STATED PROBLEM 1 ▸ List the section headings that follow the title of the Tokio page below.

[START PROVIDED PASSAGE]

Asynchronous programming using the Tokio framework

Prerequisites

Using async properly requires a large commitment, and usually requires subscribing to a kitchen-sink type of network. This is because of the nature of IO and networking (and possibly other OS events). An proper async application benefits most when async IO is used, and tasks can react properly to updates on sockets and files.

Blocking IO may defeat many of the benefits of having your application be async.

In Rust, there exist several implementations of non-blocking IO, the most prevalent of which is current mio. However, these libraries are usually low-level, and may not even use futures at all, so async frameworks usually wrap these in a more ergonomic API.

The most mature framework for asynchronous programming in Rust is Tokio, and the Tokio stack forms the backbone of many large Rust projects. In Braiins, we use tokio also.

To get familiarized with the basics of Tokio, you should read the tutorial

Tokio vs `std` vs `async_std`

You will see that tokio mirrors many of the APIs found in the standard library. If you are not sure about a particular use case, it is better to just use the analogues provided by tokio, since with std, you may run into the aforementioned issues with blocking IO.

There also exists some confusion with async_std. This is a library by one of the former contributors to Tokio and several others. It aims to mirror std API as much as possible, but it is still a 3rd party async framework much like Tokio (or smol, which we've briefly encountered in the last chapter).

It is generally a bad idea to import two or more of these libraries and mix their types, and it may lead to un-performant code or even panics at runtime.

AsyncRead and AsyncWrite

The difference from std is not only in types, but also core traits. This is generally because std traits also only provide a blocking API, and so non-blocking analogues needed to be created.

[END PROVIDED PASSAGE]
[START LISTING]

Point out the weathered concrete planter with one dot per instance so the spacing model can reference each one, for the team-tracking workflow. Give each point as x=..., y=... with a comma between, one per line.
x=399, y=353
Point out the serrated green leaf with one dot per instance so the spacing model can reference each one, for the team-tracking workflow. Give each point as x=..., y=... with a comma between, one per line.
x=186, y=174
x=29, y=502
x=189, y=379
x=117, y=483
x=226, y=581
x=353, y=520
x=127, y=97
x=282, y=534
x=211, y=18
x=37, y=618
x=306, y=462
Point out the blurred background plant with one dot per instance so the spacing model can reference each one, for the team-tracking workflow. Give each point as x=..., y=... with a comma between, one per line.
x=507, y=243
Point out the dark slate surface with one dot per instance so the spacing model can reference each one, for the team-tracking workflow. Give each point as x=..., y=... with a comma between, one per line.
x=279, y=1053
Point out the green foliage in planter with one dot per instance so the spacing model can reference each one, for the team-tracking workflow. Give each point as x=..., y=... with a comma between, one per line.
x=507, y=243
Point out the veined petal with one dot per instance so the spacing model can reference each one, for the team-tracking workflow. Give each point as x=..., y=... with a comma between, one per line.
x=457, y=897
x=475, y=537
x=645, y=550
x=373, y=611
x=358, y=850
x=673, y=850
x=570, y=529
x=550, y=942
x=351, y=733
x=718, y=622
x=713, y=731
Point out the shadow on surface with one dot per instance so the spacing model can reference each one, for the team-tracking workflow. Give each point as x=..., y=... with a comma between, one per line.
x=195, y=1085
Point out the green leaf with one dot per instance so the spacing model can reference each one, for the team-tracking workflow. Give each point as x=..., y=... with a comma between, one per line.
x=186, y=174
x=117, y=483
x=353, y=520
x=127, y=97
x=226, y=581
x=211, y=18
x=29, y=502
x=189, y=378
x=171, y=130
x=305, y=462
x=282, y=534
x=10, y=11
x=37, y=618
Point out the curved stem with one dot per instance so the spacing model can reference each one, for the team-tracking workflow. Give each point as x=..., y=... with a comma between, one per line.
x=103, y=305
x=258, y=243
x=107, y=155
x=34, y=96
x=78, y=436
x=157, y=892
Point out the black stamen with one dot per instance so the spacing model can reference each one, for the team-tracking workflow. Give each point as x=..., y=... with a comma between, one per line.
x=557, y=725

[END LISTING]

STATED PROBLEM 2 ▸ Locate every line in the rows above that contains the word "leaf", matching case exactly, and copy each of those lines.

CORRECT RESULT 1 ▸
Prerequisites
Tokio vs `std` vs `async_std`
AsyncRead and AsyncWrite

CORRECT RESULT 2 ▸
Point out the serrated green leaf with one dot per instance so the spacing model can reference each one, for the team-tracking workflow. Give each point as x=..., y=... with a comma between, one per line.
Point out the green leaf with one dot per instance so the spacing model can reference each one, for the team-tracking workflow. Give each point as x=..., y=... with a comma between, one per line.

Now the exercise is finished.